#### Vorliegender Auszug

***

In Frankreich kochten Forscher wie Louis Pasteur Fleischbrühe für die Bakterienzucht.

Neben der Heilpraxis waren die Hesses an der medizinischen Forschung interessiert. Darum nutzte Walther eine Beurlaubung, um beim späteren Nobelpreisträger Robert Koch in Berlin zu arbeiten. Dieser machte ihn mit dem mikrobiologischen Experimentieren vertraut. Mit einigem Erfolg setzte Hesse danach eigene Untersuchungen in seinem Schwarzenberger Labor fort und publizierte regelmäßig in Fachzeitschriften. Er trug unter anderem zur verbesserten Tuberkulosediagnose und der Keimbefreiung von Wasser bei. Mit Kräften half ihm dabei Fanny – neben der Haushaltsführung und der Erziehung der drei Söhne. So bereitete sie die Petrischalen für die Bakterienzucht vor. Als begabte Zeichnerin protokollierte sie die Beobachtungen unterm Mikroskop visuell und lieferte Illustrationen für die Veröffentlichungen ihres Mannes.

***

#### Zu prüfende Datensätze
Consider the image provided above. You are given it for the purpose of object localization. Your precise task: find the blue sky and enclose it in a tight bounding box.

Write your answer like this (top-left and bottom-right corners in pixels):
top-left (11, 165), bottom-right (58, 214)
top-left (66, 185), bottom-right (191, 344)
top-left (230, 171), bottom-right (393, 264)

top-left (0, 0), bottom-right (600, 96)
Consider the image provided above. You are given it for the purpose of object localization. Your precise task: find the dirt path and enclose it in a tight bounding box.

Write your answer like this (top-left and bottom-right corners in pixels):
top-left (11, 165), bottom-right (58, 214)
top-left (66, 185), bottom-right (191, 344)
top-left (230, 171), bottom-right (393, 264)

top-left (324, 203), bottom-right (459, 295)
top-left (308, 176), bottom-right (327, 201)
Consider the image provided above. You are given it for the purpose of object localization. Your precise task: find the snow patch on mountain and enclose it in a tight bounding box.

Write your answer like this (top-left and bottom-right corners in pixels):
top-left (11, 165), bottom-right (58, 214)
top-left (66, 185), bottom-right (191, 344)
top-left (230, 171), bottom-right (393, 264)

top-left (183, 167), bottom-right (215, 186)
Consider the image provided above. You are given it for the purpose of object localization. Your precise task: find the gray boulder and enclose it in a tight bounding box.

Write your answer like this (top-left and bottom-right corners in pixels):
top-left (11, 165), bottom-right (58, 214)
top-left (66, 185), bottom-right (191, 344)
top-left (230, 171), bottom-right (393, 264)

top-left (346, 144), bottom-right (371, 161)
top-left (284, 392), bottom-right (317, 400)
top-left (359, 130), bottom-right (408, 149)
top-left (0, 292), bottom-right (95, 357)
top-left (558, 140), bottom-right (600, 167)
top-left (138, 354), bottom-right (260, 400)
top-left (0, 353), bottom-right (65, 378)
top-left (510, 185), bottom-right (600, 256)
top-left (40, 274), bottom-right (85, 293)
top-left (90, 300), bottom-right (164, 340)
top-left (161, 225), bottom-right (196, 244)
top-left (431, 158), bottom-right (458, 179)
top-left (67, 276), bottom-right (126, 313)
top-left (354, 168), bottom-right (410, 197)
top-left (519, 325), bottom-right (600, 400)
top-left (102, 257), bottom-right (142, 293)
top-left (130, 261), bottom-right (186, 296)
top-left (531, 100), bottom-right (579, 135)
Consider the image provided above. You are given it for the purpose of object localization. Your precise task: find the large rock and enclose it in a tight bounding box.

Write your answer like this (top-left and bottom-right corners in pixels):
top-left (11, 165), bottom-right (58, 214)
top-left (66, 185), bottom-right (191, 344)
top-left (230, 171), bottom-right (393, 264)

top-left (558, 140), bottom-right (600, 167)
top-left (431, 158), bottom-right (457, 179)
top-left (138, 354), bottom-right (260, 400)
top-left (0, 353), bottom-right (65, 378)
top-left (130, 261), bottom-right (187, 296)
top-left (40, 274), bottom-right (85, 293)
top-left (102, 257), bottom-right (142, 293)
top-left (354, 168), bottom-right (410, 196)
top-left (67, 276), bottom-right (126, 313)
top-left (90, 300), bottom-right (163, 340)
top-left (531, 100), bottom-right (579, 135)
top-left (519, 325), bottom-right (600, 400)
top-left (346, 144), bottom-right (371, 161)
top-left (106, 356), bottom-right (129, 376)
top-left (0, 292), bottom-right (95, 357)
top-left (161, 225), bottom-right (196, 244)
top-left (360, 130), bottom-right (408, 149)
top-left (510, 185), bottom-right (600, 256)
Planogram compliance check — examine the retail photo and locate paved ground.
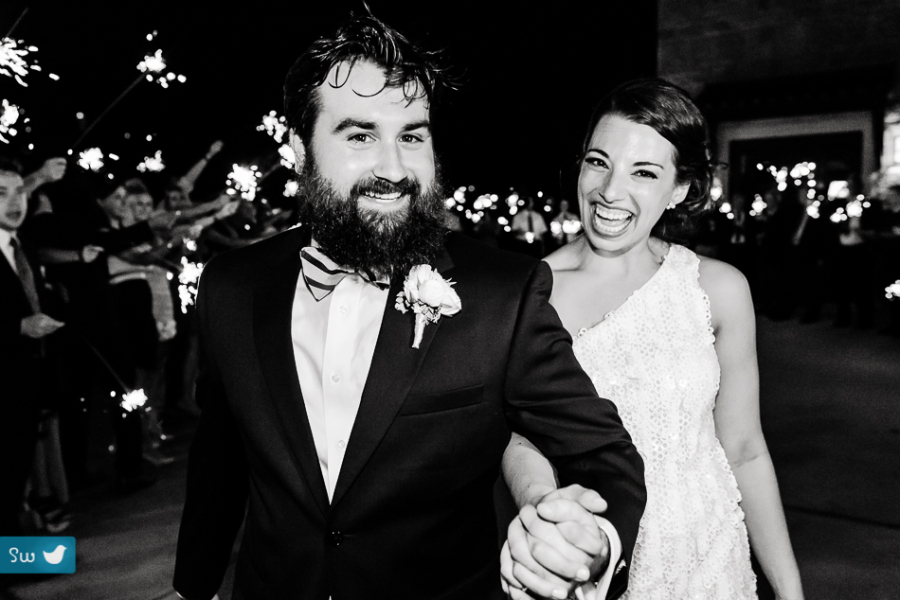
[0,319,900,600]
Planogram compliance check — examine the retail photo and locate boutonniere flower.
[394,265,462,349]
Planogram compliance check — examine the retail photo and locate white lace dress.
[574,245,756,600]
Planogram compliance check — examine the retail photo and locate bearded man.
[175,16,644,600]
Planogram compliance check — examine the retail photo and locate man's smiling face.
[295,61,435,216]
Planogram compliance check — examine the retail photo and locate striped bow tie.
[300,246,388,302]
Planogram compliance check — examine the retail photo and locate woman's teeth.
[594,204,634,234]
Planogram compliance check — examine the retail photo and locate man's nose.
[375,142,407,183]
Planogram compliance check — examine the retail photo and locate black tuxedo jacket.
[0,241,41,401]
[174,228,645,600]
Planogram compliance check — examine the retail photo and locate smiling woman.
[504,80,803,600]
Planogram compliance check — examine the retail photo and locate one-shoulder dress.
[574,245,756,600]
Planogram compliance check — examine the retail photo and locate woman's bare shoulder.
[699,256,753,323]
[544,242,581,277]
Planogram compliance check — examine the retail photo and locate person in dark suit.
[174,16,645,600]
[0,158,63,536]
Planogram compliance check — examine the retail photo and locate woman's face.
[578,115,690,255]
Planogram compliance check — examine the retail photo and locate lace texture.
[574,245,756,600]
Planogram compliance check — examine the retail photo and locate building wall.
[657,0,900,95]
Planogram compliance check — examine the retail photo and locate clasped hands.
[500,485,609,600]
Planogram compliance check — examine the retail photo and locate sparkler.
[137,50,187,88]
[72,41,187,149]
[137,150,166,173]
[78,148,103,173]
[225,164,260,200]
[278,144,297,169]
[0,98,19,144]
[0,37,41,87]
[178,256,203,313]
[256,110,287,144]
[119,389,147,412]
[284,180,300,198]
[884,279,900,300]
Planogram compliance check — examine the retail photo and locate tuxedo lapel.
[332,246,453,506]
[253,231,328,514]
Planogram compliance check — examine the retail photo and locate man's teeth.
[363,192,401,202]
[594,204,634,233]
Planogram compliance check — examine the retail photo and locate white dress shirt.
[291,264,388,500]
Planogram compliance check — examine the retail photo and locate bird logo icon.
[44,544,66,565]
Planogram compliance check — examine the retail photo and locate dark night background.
[0,0,656,202]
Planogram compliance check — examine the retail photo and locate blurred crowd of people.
[0,142,292,535]
[7,142,900,535]
[697,185,900,336]
[450,184,900,337]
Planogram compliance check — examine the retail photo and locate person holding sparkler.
[0,157,64,536]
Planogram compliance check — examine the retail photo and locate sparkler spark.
[0,98,19,144]
[0,38,41,87]
[137,50,187,88]
[137,150,166,173]
[225,164,260,200]
[119,389,147,412]
[178,256,203,313]
[884,279,900,300]
[256,110,287,144]
[78,148,103,173]
[284,180,300,198]
[278,144,297,169]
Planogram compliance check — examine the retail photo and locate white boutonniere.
[394,265,462,348]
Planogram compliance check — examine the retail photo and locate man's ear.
[291,129,306,173]
[672,183,691,205]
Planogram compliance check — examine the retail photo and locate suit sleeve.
[173,264,249,600]
[506,262,647,598]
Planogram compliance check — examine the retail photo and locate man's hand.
[214,198,241,219]
[80,244,103,263]
[500,485,609,600]
[21,313,65,340]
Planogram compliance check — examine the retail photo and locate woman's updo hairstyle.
[581,79,718,241]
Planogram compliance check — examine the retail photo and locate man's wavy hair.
[284,14,455,145]
[581,79,721,242]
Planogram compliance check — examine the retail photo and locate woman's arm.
[700,260,803,600]
[502,431,559,509]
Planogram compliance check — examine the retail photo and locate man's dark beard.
[300,152,447,276]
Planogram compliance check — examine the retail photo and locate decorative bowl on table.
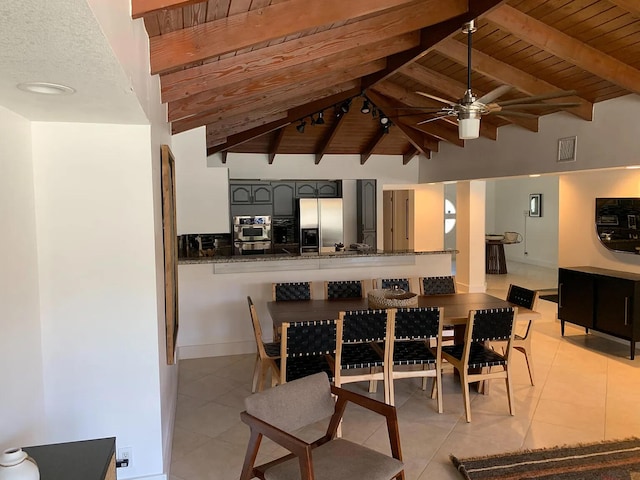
[367,288,418,309]
[484,233,504,242]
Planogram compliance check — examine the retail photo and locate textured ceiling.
[0,0,147,124]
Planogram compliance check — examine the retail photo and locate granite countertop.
[178,250,456,265]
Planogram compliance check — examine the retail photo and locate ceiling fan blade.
[499,102,580,111]
[416,113,455,125]
[489,110,539,120]
[416,92,457,107]
[499,90,578,107]
[476,85,511,103]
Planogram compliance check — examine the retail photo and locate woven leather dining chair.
[247,296,280,393]
[432,307,518,422]
[333,309,394,403]
[272,282,312,302]
[420,275,456,295]
[324,280,365,300]
[240,373,404,480]
[280,320,342,384]
[386,307,443,413]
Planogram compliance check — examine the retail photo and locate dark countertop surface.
[178,250,457,265]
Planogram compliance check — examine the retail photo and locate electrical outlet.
[116,447,133,468]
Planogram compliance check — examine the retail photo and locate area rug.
[450,438,640,480]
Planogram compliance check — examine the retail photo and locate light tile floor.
[170,262,640,480]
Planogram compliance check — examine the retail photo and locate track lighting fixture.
[360,98,371,114]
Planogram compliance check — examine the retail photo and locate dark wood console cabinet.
[558,267,640,360]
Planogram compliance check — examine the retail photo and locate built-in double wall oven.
[233,215,272,255]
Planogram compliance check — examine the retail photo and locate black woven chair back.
[507,285,536,310]
[274,282,311,302]
[286,320,336,357]
[422,277,456,295]
[394,307,440,340]
[471,307,514,342]
[380,278,411,292]
[342,310,387,343]
[327,280,362,299]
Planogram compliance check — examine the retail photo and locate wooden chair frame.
[240,385,404,480]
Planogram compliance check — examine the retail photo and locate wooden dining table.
[267,293,540,331]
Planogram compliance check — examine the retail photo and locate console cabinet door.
[558,268,595,328]
[596,276,636,339]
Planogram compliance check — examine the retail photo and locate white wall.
[558,170,640,273]
[486,175,558,268]
[0,106,45,450]
[420,95,640,182]
[171,127,229,235]
[33,123,164,478]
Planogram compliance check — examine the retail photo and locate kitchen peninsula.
[178,250,454,358]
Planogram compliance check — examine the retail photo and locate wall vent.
[558,137,578,162]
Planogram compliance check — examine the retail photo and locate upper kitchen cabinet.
[356,180,378,248]
[229,183,272,205]
[271,182,296,217]
[295,180,342,198]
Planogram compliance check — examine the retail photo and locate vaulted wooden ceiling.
[132,0,640,163]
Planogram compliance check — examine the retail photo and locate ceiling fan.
[416,20,580,140]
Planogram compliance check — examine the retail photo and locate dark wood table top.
[267,293,540,329]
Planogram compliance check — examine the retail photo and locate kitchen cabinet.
[382,190,414,252]
[271,182,296,217]
[558,267,640,360]
[229,183,272,205]
[356,180,378,248]
[295,180,342,198]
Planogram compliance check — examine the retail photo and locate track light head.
[360,98,371,114]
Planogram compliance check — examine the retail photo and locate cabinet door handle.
[558,284,562,308]
[624,297,629,325]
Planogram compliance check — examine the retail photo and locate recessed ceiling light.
[18,82,76,95]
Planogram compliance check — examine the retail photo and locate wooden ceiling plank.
[149,0,420,74]
[362,0,506,89]
[207,84,360,153]
[169,33,418,120]
[609,0,640,18]
[269,127,284,165]
[315,115,347,165]
[169,60,384,124]
[360,128,387,165]
[487,5,640,94]
[161,2,464,102]
[437,39,593,121]
[131,0,202,18]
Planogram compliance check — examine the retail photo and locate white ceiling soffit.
[0,0,148,124]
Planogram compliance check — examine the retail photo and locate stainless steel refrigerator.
[298,198,344,253]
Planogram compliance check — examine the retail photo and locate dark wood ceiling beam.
[269,127,284,165]
[149,0,424,74]
[207,85,360,155]
[131,0,202,18]
[369,91,438,156]
[486,5,640,94]
[436,39,593,121]
[169,33,418,121]
[374,78,498,140]
[161,0,460,102]
[402,145,422,165]
[315,115,346,165]
[360,128,387,165]
[609,0,640,18]
[362,0,506,89]
[169,59,385,126]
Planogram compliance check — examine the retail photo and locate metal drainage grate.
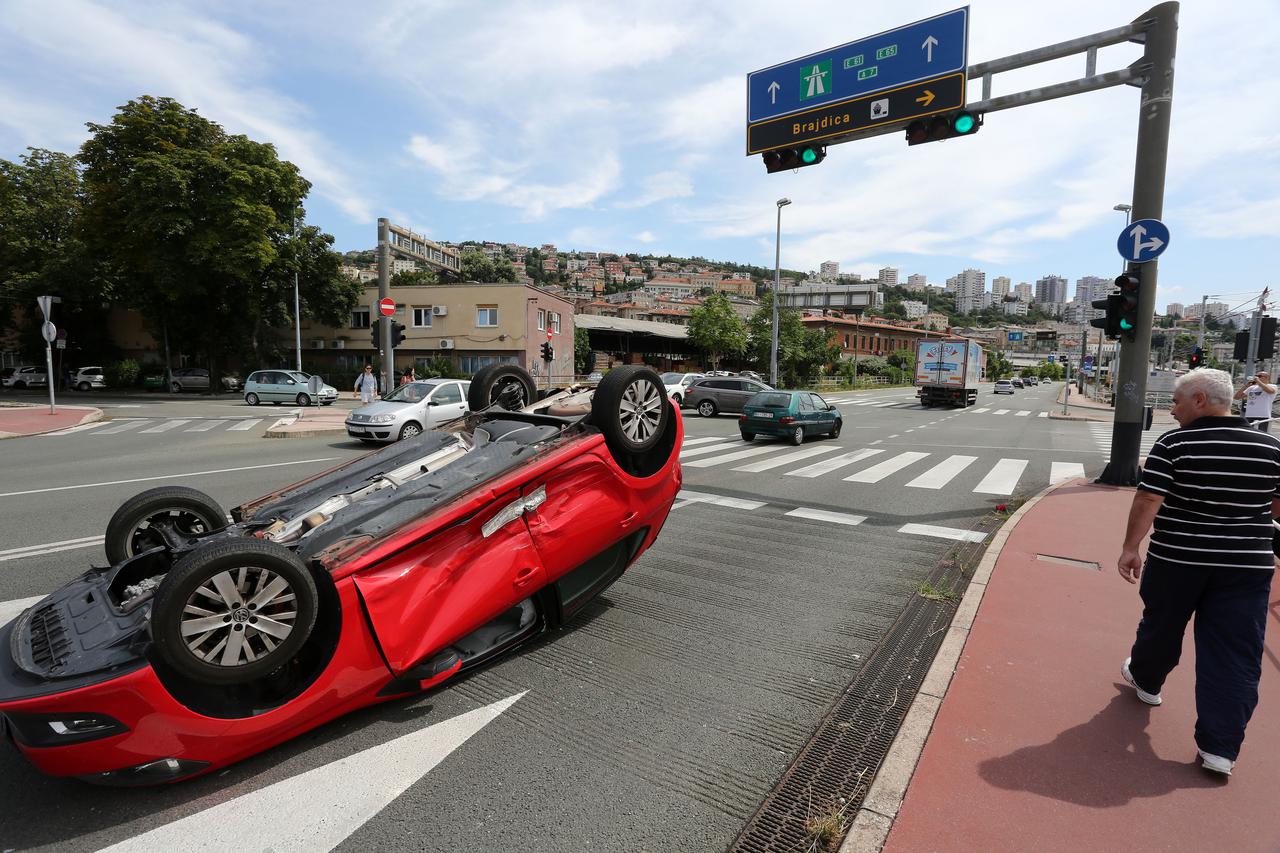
[728,517,1000,853]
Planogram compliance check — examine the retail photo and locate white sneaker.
[1120,657,1162,701]
[1198,749,1235,776]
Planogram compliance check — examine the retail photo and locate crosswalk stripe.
[183,420,227,433]
[733,444,840,474]
[787,506,867,528]
[1048,462,1084,485]
[140,420,191,434]
[845,451,928,483]
[681,444,787,467]
[974,459,1028,494]
[908,456,978,489]
[787,448,884,479]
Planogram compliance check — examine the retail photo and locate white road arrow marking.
[920,36,938,63]
[100,693,525,853]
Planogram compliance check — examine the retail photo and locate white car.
[662,373,707,406]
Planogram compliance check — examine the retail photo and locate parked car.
[0,365,684,785]
[685,377,772,418]
[244,370,338,406]
[737,391,845,444]
[662,373,707,406]
[347,379,471,444]
[72,366,106,391]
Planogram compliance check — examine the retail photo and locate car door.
[356,489,547,675]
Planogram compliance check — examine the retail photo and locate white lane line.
[908,456,978,489]
[0,456,339,497]
[138,420,191,434]
[845,451,928,483]
[787,506,867,528]
[787,450,884,479]
[672,489,764,510]
[680,439,746,460]
[681,443,790,467]
[974,459,1028,494]
[182,420,227,433]
[733,446,840,474]
[1048,462,1084,485]
[0,537,104,562]
[897,524,987,542]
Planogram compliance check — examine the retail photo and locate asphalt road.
[0,384,1105,850]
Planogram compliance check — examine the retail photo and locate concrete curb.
[840,479,1088,853]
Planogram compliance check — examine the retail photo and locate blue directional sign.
[746,6,969,124]
[1116,219,1169,264]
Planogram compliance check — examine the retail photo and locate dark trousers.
[1129,556,1275,761]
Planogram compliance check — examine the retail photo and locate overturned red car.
[0,365,682,785]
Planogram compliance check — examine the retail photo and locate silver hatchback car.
[347,379,471,443]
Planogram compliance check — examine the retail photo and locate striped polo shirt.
[1138,418,1280,569]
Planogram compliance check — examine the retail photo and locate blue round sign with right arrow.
[1116,219,1169,264]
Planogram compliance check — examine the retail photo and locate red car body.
[0,411,684,784]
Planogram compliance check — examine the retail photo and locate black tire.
[467,364,538,411]
[104,485,227,565]
[591,365,671,457]
[151,539,319,684]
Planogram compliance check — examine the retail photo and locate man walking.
[1117,369,1280,775]
[1235,370,1276,433]
[356,364,378,403]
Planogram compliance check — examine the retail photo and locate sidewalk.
[841,480,1280,853]
[0,401,102,439]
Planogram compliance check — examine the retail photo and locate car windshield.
[383,382,436,402]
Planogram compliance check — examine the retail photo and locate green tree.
[689,293,746,370]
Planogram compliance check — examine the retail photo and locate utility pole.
[1098,3,1179,485]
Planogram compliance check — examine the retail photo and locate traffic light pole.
[1098,3,1179,485]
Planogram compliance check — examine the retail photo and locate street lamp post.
[769,199,791,388]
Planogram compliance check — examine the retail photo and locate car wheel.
[467,364,538,411]
[591,365,671,457]
[104,485,227,565]
[151,539,319,684]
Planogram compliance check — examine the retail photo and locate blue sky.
[0,0,1280,310]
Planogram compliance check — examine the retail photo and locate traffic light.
[762,145,827,174]
[906,110,982,145]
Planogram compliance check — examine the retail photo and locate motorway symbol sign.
[746,6,969,133]
[1116,219,1169,264]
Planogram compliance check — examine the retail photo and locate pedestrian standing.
[1235,370,1276,433]
[353,364,378,403]
[1117,368,1280,775]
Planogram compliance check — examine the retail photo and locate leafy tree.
[689,293,746,370]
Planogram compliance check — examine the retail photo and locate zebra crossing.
[680,435,1085,497]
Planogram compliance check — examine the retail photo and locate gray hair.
[1174,368,1235,409]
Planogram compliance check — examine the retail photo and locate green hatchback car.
[737,391,845,444]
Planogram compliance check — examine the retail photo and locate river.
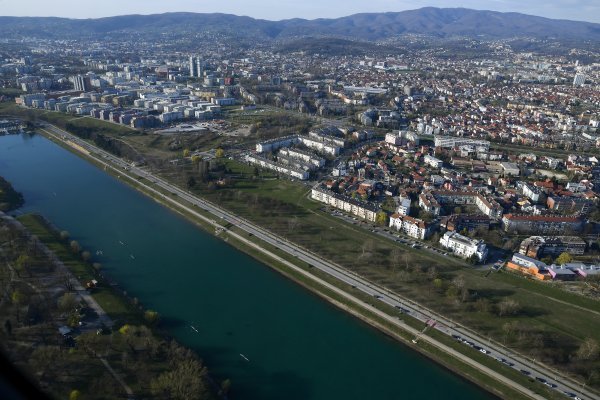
[0,135,493,400]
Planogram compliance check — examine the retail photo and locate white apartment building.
[389,214,431,239]
[440,231,488,261]
[423,154,444,168]
[311,185,379,222]
[396,199,410,215]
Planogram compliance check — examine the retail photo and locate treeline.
[0,216,221,400]
[250,115,311,140]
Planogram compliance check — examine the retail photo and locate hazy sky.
[0,0,600,23]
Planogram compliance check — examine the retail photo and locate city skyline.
[0,0,600,23]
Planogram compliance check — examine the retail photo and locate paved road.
[39,124,600,400]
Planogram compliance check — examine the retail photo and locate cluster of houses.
[304,125,599,269]
[506,253,600,281]
[0,119,24,136]
[16,90,235,128]
[243,127,373,180]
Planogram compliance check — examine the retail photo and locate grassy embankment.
[5,102,599,394]
[6,215,217,400]
[27,124,551,398]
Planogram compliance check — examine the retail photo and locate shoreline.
[29,126,542,398]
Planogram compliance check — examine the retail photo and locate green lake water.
[0,136,493,400]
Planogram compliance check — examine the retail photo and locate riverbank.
[0,214,218,400]
[30,123,568,398]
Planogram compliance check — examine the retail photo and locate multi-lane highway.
[42,124,600,400]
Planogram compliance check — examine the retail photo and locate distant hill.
[0,7,600,41]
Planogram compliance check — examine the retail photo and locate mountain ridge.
[0,7,600,41]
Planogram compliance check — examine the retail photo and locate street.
[44,124,600,399]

***

#### Zu lösende Aufgabe
Was bereitete Fanny laut dem Auszug über die Hesses für die Bakterienzucht vor?

#### Lösung
Die Petrischalen.